### INPUT DATA:
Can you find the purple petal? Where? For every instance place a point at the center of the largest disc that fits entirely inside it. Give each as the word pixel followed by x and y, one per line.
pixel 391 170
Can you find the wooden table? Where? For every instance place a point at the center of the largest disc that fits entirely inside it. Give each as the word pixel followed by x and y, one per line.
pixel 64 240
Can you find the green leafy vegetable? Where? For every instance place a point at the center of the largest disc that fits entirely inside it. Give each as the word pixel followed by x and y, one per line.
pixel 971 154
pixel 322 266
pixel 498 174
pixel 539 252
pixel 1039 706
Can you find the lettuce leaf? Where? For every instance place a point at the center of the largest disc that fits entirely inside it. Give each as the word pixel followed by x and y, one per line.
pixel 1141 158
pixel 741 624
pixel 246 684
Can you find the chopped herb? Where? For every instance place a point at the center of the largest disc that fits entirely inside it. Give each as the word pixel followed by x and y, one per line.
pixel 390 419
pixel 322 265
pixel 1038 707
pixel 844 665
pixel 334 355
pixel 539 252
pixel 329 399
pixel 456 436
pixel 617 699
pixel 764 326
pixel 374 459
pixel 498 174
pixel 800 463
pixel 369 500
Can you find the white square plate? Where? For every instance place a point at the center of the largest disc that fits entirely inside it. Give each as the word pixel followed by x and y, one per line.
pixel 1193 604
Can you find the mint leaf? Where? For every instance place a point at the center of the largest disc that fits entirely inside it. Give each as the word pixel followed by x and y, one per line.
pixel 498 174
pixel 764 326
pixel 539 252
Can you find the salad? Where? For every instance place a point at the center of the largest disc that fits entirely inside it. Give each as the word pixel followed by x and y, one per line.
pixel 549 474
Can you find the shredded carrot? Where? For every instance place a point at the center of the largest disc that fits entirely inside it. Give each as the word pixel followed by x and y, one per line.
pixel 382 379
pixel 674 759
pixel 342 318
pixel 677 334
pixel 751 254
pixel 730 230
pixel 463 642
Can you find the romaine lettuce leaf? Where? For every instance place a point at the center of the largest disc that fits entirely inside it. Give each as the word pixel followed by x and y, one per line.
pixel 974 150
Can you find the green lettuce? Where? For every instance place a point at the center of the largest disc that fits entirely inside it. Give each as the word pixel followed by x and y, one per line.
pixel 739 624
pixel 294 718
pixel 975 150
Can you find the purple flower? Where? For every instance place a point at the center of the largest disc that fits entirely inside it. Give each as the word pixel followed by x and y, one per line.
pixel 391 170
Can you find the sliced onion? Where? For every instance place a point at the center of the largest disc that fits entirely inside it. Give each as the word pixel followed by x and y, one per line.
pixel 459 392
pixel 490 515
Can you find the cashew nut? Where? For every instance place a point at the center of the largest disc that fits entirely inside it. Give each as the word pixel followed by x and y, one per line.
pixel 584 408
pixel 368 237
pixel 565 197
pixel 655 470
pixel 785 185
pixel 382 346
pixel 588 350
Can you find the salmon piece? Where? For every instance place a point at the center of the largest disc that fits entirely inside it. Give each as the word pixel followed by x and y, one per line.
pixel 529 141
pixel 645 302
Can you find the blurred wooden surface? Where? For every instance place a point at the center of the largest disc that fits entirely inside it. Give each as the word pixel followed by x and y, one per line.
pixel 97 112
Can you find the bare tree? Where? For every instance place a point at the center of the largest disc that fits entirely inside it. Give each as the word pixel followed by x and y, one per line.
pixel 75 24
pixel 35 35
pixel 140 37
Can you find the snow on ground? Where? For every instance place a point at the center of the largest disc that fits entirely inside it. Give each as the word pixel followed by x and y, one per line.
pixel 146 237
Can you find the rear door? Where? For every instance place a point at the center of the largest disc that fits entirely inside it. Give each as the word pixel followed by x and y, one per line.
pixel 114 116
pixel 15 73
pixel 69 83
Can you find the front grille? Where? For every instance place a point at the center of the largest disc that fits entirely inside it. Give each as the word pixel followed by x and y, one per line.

### WORK INSTRUCTION:
All records above are to be output again exactly as they stand.

### ANSWER TO THE PROBLEM:
Can you find the purple petal? Where? For every instance place a point at the center of the largest disc that fits entirely inside it. Give each as the word pixel followed by x and y, one per line.
pixel 391 170
Can you find the wooden table? Where? For every instance place a point at the center of the largest disc that fits entirely inside it. Give each as the word pixel followed by x and y, one per line.
pixel 64 240
Can you find the green leafy vegetable? Where? For every instance place a point at the center of the largest disc that fits entirely inside it. Give each as the word pixel followed by x and y, one per line.
pixel 971 154
pixel 322 266
pixel 498 174
pixel 539 252
pixel 1039 706
Can you find the lettuce leaf? Where? For every instance place a point at the center of the largest disc that fits entirely inside it. Give each as the word pixel followed by x and y, one per line.
pixel 1141 158
pixel 741 624
pixel 246 684
Can you find the chopped herb? Where? For every instance place a point at the center of the largest disc that fits entirely inside it. Give each as the word pixel followed by x and y, one per line.
pixel 390 419
pixel 322 265
pixel 1038 707
pixel 844 665
pixel 334 355
pixel 539 252
pixel 329 399
pixel 456 436
pixel 617 699
pixel 764 326
pixel 374 459
pixel 498 174
pixel 800 463
pixel 369 500
Can you find the white square plate? Where? For every instance place a point at the center of the largest disc that fits entirely inside it. Give each as the word pixel followed by x and y, one per line.
pixel 1193 604
Can you find the mint leaf? Where? For every instance place a point at the center of the largest disc that fits entirely inside it. Give each as the word pixel followed by x and y, one per line.
pixel 498 174
pixel 764 326
pixel 539 252
Can you find the salad? Where? For every instance place a point at the center of the largest disc that fits entirely inside it. Give each as the word pixel followed by x and y, one per line.
pixel 549 474
Can you find the shredded carrot? Where? For every instance place a point at the center of the largest disc that fits entirely inside it. Give each as the word pixel followed by x and y, one per line.
pixel 382 379
pixel 674 759
pixel 342 318
pixel 677 334
pixel 751 254
pixel 730 230
pixel 463 642
Can you find the romaine lettuce leaf? Where? For every instance place a point at the center of the largest disc that fits entirely inside it. Give each as the word pixel followed by x and y, one per line.
pixel 974 150
Can you find the green lettuce? Where? For every instance place a point at the center of the largest disc that fits entirely inside it. Give each as the word pixel followed by x and y, one per line.
pixel 739 624
pixel 294 718
pixel 975 150
Can you find the purple flower? Where? For every instance place a point at the center of the largest disc that fits entirely inside it. Give each as the word pixel followed by x and y, one per line.
pixel 391 170
Can you find the sliced onion? Where? For every instance place a point at the center of the largest disc that fits entirely inside it. Give each as the word pixel followed by x and y, one per line.
pixel 459 392
pixel 490 515
Can you find the cashew nut? Where? For every instance place a point at the center of the largest disc that fits entirely inside it. Give each as the word pixel followed by x and y, one per line.
pixel 584 408
pixel 368 237
pixel 565 197
pixel 655 470
pixel 785 185
pixel 382 346
pixel 588 350
Can you find the salmon piece? Where? For every instance place a point at the center of the largest disc that fits entirely inside it. Give each as the word pixel followed by x and y, one per line.
pixel 529 141
pixel 645 302
Can you find the blurred wooden surface? Where? For every instance place a point at the center of the largest disc that fits entirely inside it. Give each as the word pixel followed by x and y, one per line.
pixel 97 112
Can you find the bare tree? Where? For every instance place a point at the center of the largest disc that fits entirely inside it. Give each as the word pixel followed by x and y, one per line.
pixel 75 24
pixel 35 35
pixel 140 37
Can you find the snow on ground? Where? For every instance place a point at the center of the largest disc that fits entirely inside it. Give each as the word pixel followed by x and y, one per line.
pixel 146 237
Can you find the rear door? Where? For every instance place a point at the center of the largest disc that fits entirely inside it. Give each as the word pixel followed by x and y, one per line.
pixel 114 116
pixel 15 73
pixel 69 83
Can you find the front grille? Where? For every instance place a point at the center of the largest disc that fits entirely inside it. Give each as the word pixel followed by x and y, one per line.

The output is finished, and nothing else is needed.